### Exercise
Please locate every line in the entries below that contains the string "white", and copy each of those lines. Case matters when matching.

### Given data
------------------------------

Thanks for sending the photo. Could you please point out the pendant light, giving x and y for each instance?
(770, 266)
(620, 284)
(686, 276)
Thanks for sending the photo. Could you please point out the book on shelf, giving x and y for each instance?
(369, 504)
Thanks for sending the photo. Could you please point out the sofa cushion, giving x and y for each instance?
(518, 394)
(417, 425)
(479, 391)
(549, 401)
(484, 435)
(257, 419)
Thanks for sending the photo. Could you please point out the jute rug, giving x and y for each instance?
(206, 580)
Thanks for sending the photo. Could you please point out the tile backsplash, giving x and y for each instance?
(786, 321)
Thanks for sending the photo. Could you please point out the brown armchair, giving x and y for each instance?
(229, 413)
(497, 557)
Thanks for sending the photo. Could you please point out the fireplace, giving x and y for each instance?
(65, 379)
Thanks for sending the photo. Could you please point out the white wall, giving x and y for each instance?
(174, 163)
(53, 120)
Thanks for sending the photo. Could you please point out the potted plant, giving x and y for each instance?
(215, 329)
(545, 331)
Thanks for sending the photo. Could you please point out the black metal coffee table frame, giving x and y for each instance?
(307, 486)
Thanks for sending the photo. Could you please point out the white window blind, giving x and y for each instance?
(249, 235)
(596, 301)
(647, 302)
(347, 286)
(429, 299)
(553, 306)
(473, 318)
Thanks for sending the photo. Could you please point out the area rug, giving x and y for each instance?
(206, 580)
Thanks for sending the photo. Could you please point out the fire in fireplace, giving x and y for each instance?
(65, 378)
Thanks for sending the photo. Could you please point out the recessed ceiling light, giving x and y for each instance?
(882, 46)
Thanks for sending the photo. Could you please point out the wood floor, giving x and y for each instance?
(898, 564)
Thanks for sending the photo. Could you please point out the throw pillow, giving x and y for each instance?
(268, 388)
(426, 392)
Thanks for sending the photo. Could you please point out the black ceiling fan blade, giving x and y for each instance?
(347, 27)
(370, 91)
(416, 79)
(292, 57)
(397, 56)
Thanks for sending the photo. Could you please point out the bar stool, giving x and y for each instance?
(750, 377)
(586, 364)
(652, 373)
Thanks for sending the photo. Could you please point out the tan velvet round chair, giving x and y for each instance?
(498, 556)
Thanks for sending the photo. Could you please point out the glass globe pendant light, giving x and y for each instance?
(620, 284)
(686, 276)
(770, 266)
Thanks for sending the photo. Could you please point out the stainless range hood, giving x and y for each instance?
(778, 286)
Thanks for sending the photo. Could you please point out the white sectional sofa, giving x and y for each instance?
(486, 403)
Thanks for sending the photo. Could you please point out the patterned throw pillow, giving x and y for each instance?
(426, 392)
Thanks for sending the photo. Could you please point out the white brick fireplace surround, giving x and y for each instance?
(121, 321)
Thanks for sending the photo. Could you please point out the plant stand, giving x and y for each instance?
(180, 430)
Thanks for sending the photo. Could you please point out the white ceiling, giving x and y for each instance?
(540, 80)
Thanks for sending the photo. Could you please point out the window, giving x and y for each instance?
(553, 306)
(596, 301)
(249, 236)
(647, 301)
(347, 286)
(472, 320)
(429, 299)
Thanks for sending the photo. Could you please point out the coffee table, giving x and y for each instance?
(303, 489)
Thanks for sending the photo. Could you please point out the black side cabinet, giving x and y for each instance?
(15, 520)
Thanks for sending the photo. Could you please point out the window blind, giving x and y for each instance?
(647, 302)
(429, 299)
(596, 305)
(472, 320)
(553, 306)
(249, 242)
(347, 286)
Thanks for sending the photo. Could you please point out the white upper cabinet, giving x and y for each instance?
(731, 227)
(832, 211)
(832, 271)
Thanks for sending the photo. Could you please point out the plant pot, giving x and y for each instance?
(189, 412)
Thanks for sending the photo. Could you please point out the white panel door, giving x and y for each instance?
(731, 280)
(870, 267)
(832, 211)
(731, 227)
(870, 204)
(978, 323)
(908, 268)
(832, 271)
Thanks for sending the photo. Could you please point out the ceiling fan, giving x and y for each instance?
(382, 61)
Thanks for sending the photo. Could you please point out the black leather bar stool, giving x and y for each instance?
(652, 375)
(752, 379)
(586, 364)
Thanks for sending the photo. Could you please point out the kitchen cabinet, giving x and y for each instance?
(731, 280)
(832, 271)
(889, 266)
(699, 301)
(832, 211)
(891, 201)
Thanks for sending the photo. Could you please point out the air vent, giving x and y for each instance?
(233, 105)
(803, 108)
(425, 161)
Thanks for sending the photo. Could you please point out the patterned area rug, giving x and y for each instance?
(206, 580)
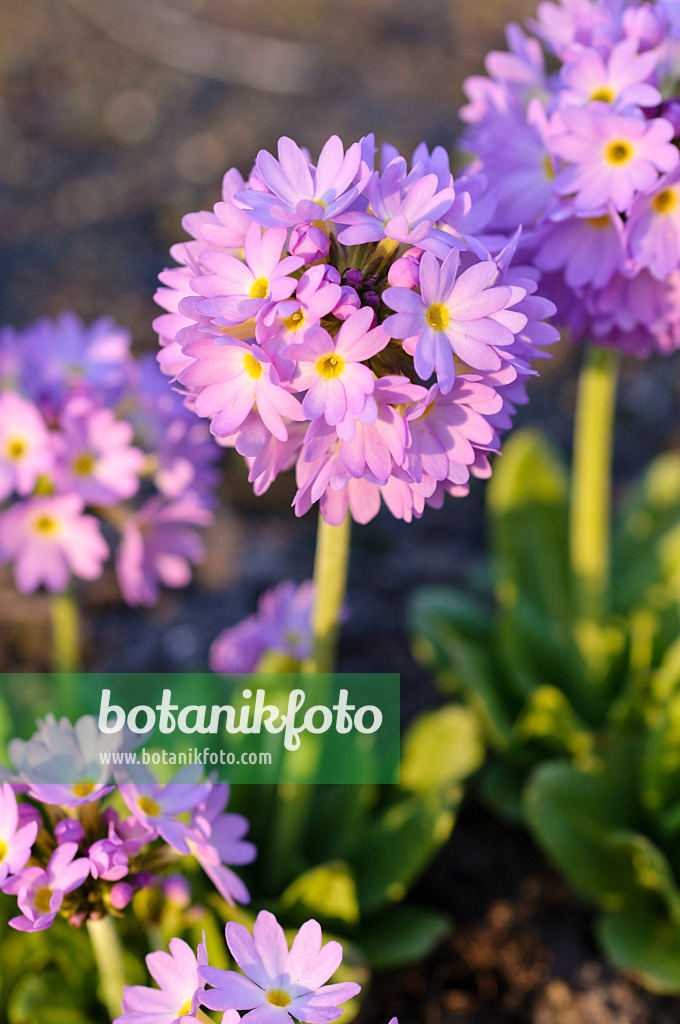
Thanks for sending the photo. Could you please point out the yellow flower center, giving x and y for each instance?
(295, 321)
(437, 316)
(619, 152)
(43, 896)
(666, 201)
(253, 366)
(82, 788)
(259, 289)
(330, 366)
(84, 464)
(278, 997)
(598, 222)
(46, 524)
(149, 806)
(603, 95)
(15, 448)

------------------------------

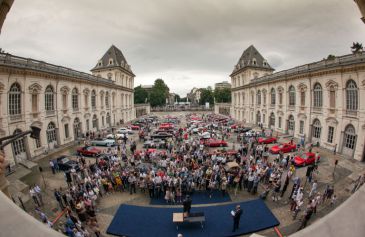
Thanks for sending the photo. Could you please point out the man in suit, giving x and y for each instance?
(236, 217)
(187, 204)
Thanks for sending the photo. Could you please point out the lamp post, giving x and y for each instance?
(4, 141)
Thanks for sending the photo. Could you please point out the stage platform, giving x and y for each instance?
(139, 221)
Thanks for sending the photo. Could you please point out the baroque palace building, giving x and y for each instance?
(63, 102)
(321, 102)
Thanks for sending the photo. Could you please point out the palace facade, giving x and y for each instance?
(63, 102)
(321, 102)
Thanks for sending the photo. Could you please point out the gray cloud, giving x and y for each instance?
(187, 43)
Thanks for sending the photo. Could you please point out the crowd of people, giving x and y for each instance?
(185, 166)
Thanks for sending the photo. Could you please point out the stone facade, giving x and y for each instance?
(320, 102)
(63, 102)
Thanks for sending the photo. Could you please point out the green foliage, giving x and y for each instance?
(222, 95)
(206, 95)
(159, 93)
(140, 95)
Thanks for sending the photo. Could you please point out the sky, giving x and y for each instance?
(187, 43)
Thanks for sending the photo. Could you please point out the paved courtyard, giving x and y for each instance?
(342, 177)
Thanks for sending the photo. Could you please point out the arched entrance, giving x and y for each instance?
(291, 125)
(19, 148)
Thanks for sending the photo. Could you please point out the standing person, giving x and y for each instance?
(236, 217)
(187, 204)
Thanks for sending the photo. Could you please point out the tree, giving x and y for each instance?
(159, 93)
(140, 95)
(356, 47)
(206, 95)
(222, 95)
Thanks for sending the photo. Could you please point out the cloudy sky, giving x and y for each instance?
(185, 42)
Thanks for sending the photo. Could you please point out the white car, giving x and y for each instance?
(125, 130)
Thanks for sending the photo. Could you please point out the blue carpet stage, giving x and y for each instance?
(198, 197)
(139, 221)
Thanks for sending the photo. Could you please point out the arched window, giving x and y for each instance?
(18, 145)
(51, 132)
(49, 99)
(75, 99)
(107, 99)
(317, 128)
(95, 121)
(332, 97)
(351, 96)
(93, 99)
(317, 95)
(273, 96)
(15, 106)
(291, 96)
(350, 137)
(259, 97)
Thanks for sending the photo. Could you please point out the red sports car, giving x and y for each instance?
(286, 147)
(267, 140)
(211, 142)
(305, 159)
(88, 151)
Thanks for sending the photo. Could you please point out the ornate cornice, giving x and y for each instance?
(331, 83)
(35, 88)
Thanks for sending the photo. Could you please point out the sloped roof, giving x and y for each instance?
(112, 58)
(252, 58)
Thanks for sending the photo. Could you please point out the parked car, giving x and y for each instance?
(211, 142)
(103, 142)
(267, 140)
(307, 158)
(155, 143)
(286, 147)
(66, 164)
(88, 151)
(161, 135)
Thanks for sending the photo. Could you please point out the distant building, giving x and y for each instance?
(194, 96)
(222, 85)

------------------------------

### Response for this exercise
Thanks for sending the photo. Could you please point out the white wall, giving x and y for each instance?
Thanks for sending the photo. Could you please point out the white window blind, giving x and y for each instance?
Thanks for sending the photo. Could you please point out the white sectional sofa, giving x and y for each instance?
Thanks for sending the photo. Could you please point out the white brick fireplace surround, giving x and y for each instance?
Thanks for sending the photo. Could you please point out the white ceiling, giving x and y for each instance?
Thanks for sending the photo. Could you please point out the white upper cabinet, giving x and y for each instance?
Thanks for sending the photo. Could you please point out the white panel door, giving x and y for each instance?
Thanks for sending the photo. Could you please point out the white car, giving x and y for each instance?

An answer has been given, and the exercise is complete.